Problems =
1. According to the blog excerpt, how long is the mandatory paternity leave for fathers in Norway?
2. Print the blog excerpt from "The Romans looked" to "the receiving end.", word for word.

Excerpt to read =
+ + + +
I hope to personally contribute to this growth at some point. Mrs BB and I moved to Norway with starting a family in mind. So far we have managed to start new jobs, a family war, a mountain of debt, and our car each morning.

Oh, and I have started to learn Norwegian. Hey, it’s a long starting stage.

Norwegian women are baby factories. A weekday trip to the cafe mid morning finds gaggles of yummy mummies chatting frothily and breast feeding. No wonder lattes are so popular here with the kids.

I attribute the Norwegian birth rate to the ‘shagability factor’. Norwegian women are both gorgeous and lovely. It is more likely that additional factors such as social benefits are at work.

Mom gets a year off work at 80% wages. Dad gets 4 weeks paternity leave and it is mandatory. Kindergarten is free for all children and starts at the age of 1. Of course, all is funded by the taxpayer. It is the family side of social democracy.

Thank goodness for social benefits, Huggies are twice the price here than anywhere in the known world and Norwegian babies are weaned on designer clothes. It is a zero sum game.

The population explosion is set to take place in the developing countries with the world’s poorest nations contributing the greatest. The developed countries will stay static with at 1.8 billion people, a neutral birth rate.

I can understand this. At the rate the missus and I are moving, by the time our 2.x children can vote, we will be scheduled for hip replacements.

I consider fiddling the statistics by moving to Burkina where the birth rate is at epidemic proportions. Mrs. BB can have 12 children and then we can move back to the developed world. If I can get 500 million people to do the same, we can do something about the static birth rate.

I moot the idea with her. She is uninterested. I add that she can put her most excellent French to good use and will have a permanent tan. I am not getting anywhere. It can see it is not exactly a persuasive argument.

At any rate, it is unlikely we will be around to be counted in the census in 2050. We will focus our attention on a procreation displacement strategy. We must ensure we are doing our bit for the continuity of the developed world’s birth rate.

Beaverboosh

Friday, July 4, 2008

Oh Bugger

‘War for the most part is boring with occasional outbursts of violence.’ General Bernard Law Montgomery, affectionately known as Monty, could have been speaking about my experience of working through the lazy hazy summer holidays.

The silly news season is upon us. Unfortunately to the untrained eye, it looks no sillier than the rest of the year.


Malaysia's opposition leader Anwar Ibrahim has been accused of sodomy, an offence which if convicted could carry a prison sentence of 20 years, and surely more sodomy. He denies the allegation.

I am slightly concerned having spent much time in KL years past. My Bumiputra girlfriend enjoyed the occasional irregular position but never mentioned it in respect of the law. This could upset any plans I have for running for public office in Malaysia.

It is a good thing that the UK repealed its buggery law for consenting adults many years ago. Half of the House of Commons and most of the House of Lords would likely have been prosecuted, in many instances by each other, and then where would we be.

The bible, one of the best historical fictions of its epoch, dispenses harsh justice. Leviticus defines sex between men as a capital punishment. Thankfully it says nothing about sex between Canadians and Bumiputras.

The Romans looked down on same sex sodomy in the ranks, however, it was commonly accepted to use your slave as a sex object, as long as the slave was on the receiving end.
+ + + +
Supplied data =
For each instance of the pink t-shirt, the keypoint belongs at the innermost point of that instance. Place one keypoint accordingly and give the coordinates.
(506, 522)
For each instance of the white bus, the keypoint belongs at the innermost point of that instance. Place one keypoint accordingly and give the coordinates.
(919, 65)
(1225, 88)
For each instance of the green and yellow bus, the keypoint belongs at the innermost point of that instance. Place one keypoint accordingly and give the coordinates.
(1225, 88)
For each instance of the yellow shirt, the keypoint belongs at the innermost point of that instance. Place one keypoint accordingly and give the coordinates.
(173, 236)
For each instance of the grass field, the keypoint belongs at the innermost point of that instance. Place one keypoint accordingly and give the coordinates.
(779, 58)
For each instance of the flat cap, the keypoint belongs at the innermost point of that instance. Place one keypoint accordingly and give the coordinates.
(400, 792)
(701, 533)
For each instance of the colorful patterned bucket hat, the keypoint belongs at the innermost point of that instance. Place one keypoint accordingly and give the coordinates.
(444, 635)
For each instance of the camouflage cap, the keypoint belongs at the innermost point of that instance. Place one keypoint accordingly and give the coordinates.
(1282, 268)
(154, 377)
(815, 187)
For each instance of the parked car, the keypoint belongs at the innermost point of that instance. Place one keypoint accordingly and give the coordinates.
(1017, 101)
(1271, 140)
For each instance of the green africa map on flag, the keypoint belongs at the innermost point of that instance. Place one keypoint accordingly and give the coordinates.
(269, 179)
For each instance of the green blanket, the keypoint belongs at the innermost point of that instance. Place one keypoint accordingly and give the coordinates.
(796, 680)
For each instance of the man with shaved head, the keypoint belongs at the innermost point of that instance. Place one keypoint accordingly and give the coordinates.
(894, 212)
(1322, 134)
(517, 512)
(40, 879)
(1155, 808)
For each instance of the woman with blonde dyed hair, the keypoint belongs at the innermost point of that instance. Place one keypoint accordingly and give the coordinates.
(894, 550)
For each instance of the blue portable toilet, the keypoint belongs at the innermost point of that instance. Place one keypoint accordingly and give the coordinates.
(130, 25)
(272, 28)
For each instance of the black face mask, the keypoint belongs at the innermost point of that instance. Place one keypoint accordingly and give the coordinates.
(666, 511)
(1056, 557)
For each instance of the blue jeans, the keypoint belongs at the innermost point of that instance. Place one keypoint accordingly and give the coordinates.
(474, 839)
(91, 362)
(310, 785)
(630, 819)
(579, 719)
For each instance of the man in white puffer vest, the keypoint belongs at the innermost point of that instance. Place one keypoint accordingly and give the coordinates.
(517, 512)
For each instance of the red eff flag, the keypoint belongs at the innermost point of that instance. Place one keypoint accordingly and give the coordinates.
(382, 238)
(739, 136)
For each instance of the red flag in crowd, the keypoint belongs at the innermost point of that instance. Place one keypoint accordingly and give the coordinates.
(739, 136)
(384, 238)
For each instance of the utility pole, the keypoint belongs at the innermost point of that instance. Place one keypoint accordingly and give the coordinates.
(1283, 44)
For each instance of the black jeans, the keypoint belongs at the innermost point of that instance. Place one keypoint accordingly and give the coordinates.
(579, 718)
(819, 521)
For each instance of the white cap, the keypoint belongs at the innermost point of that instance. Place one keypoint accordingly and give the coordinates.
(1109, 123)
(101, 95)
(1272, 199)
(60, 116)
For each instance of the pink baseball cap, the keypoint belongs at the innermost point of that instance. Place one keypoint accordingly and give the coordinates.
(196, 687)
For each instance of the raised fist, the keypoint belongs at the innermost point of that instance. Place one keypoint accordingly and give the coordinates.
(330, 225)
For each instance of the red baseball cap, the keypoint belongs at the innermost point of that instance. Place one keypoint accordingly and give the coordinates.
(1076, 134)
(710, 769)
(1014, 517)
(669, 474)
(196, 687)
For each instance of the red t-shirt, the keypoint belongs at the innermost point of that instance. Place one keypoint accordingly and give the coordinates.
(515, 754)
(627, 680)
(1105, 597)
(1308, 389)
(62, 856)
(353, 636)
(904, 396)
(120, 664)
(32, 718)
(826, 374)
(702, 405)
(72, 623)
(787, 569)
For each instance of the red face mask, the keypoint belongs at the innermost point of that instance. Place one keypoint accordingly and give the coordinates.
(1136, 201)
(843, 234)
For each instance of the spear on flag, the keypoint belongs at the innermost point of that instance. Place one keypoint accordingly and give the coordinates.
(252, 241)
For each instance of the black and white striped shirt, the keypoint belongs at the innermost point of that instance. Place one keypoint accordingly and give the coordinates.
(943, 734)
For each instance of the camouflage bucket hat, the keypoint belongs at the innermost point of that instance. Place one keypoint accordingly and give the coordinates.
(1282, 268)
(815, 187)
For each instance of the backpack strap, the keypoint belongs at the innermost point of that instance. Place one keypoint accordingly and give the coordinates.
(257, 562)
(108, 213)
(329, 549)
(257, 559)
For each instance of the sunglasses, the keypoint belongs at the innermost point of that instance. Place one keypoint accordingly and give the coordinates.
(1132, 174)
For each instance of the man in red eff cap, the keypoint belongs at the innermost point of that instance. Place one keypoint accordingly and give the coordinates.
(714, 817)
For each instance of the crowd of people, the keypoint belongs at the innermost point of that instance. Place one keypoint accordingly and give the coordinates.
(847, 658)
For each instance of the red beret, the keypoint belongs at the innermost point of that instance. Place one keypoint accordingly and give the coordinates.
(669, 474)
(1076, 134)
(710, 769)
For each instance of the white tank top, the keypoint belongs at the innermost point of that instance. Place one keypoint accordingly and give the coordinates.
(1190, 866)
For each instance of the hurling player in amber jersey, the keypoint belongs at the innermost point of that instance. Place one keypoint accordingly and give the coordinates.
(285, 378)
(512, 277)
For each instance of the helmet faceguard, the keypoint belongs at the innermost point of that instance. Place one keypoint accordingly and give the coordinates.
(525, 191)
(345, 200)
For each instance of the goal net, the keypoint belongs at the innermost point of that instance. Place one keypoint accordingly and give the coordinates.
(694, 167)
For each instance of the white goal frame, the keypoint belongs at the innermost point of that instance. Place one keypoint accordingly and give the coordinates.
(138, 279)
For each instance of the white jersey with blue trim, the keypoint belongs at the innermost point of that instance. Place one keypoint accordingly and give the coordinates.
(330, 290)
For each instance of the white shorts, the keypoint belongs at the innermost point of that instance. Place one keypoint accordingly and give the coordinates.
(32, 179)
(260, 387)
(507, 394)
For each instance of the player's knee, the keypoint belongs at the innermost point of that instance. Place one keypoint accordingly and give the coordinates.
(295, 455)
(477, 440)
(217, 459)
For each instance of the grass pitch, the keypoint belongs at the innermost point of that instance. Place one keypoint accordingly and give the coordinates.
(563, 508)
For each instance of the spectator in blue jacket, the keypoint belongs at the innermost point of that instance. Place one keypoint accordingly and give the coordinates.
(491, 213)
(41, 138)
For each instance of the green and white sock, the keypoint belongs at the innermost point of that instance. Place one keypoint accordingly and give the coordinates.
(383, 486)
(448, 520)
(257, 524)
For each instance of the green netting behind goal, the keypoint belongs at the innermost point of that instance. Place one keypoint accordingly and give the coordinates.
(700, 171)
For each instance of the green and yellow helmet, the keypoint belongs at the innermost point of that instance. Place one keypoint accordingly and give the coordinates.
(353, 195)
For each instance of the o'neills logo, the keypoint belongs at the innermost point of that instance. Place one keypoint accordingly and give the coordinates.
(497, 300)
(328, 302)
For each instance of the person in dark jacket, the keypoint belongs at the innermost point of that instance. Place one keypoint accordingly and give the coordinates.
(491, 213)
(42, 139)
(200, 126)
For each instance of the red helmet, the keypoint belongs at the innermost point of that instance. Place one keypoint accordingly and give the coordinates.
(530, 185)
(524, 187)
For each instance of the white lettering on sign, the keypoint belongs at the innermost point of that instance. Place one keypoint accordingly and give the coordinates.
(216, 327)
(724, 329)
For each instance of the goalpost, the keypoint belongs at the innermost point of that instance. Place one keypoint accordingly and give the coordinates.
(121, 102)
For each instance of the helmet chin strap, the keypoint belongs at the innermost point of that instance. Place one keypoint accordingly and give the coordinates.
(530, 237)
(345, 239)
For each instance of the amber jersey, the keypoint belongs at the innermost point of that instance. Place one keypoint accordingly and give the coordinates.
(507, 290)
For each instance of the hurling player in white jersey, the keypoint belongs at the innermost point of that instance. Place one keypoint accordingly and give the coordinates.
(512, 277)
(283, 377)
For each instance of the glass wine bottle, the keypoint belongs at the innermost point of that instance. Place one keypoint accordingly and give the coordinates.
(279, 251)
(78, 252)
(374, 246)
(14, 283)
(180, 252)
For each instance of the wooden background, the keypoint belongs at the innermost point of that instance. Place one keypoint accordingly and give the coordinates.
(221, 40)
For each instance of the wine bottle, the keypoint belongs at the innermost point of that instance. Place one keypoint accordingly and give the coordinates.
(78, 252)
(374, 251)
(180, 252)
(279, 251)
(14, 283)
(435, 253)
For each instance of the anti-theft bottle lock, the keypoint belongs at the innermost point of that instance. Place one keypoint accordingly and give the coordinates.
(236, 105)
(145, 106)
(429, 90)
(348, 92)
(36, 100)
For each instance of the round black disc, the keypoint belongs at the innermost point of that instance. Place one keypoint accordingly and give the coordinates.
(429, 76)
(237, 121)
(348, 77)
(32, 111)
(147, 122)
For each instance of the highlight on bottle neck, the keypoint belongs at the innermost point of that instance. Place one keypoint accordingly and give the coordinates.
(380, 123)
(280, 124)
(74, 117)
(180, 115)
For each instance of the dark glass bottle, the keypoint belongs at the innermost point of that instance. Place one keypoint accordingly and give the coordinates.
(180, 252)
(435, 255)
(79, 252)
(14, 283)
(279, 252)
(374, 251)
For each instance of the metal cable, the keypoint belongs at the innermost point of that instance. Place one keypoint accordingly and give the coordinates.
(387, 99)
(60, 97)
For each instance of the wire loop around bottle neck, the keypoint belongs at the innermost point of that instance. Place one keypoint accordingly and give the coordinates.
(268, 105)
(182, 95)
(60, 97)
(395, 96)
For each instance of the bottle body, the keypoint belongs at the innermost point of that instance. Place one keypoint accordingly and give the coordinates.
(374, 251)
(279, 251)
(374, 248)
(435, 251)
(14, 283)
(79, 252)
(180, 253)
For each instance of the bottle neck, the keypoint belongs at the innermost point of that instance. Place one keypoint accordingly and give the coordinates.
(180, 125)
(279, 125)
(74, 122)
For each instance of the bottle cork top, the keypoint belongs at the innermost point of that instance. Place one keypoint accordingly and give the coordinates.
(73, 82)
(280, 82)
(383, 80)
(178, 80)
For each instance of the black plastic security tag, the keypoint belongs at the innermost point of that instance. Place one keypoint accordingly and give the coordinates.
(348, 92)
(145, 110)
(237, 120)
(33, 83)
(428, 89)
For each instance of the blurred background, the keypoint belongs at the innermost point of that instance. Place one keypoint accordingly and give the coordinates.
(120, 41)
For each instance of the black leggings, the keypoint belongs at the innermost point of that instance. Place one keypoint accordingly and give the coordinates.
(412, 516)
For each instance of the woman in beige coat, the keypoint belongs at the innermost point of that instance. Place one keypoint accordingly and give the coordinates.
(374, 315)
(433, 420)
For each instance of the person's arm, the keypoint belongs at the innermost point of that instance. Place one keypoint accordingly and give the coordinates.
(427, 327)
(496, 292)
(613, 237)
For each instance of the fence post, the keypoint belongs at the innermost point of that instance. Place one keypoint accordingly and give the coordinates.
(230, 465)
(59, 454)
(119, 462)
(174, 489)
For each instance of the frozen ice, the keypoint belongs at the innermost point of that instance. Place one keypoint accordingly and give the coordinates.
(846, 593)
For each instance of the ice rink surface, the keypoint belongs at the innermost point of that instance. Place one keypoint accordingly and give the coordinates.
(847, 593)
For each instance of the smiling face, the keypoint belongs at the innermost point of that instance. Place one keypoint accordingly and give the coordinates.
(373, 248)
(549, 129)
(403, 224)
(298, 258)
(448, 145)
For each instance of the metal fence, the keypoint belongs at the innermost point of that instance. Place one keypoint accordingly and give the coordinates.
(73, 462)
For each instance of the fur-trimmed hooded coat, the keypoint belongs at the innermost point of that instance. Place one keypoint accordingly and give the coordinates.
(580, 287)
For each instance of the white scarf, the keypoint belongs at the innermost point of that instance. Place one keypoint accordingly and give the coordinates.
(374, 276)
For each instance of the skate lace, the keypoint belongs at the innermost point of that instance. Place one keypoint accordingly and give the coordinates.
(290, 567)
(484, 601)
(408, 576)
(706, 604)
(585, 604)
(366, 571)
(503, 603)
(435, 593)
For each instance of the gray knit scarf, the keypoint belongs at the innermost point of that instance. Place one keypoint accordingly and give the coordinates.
+ + + +
Solution list =
1. Four weeks.

2.
The Romans looked down on same sex sodomy in the ranks, however, it was commonly accepted to use your slave as a sex object, as long as the slave was on the receiving end.